- [Exercise description]
According to the abstract below on nutrient absorption from ion-exchange resins, why were oats and radishes seeded together?

Influence of Factorially Combined Levels of Cations and Nitrate Ions Adsorbed on Ion‐Exchange Resins on the Nutrient Absorption by Plants

The interaction of different levels of cations and nitrate nitrogen adsorbed on synthetic exchange resins upon nutrient absorption by plants was studied in a pot experiment. A factorial design of three levels of cations and three of N was used. Ca, Mg, and K were supplied at the same ratio at all three levels and P and S were unvaried. Three successive plantings were made. These were lemon cuttings, oats, and oats and radishes together. These two species were seeded together because their roots have different cation‐exchange capacities. The adsorbed ions proved to be an excellent source of nutrients for the plants. A balance sheet was prepared for all nutrients removed by the crops. Yields were limited in the second and third crops by both N and cation levels. K proved to be the limiting cation. Ca and Mg absorption was depressed as the cation level increased because of increased K uptake. The m.e. of cations per 100 grams dry plant weight increased with increasing cation levels for two oat crops, but was more constant for a lemon and a radish crop. Increasing N levels resulted in increased N and in an increased total anion uptake, but resulted in depressed P and S uptake. The level of adsorbed N did not appear to influence the total cation content in lemon and radish, but there was a slight effect on oats, particularly in the first crop. The level of cations did not appear to influence the N or the m.e. sum of anions in the plants beyond the differences caused by yield variations. The cation‐anion ratios in the plants were much narrower than those in the nutrient medium. Increases in N tended to result in increased K and Mg contents in the lemon cuttings and in oats when the supply of cations was high. When the cation level was low for oats, and at all levels for radishes, increases in N tended to result in decreased K. The latter effect was partly related to K depletion at the low cation levels combined with yield increases due to N.

- [Source data]

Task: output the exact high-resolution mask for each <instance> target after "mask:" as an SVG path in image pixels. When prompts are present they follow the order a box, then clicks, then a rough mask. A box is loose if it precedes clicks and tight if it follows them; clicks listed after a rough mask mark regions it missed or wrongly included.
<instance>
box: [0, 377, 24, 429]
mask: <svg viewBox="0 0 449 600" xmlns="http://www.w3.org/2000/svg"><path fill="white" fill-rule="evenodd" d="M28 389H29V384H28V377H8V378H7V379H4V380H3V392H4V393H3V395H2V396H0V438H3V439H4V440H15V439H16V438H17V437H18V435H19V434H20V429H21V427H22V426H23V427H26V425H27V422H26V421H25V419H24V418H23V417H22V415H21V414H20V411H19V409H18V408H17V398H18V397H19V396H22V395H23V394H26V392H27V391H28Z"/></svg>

- [Output of the task]
Their roots have different cation-exchange capacities.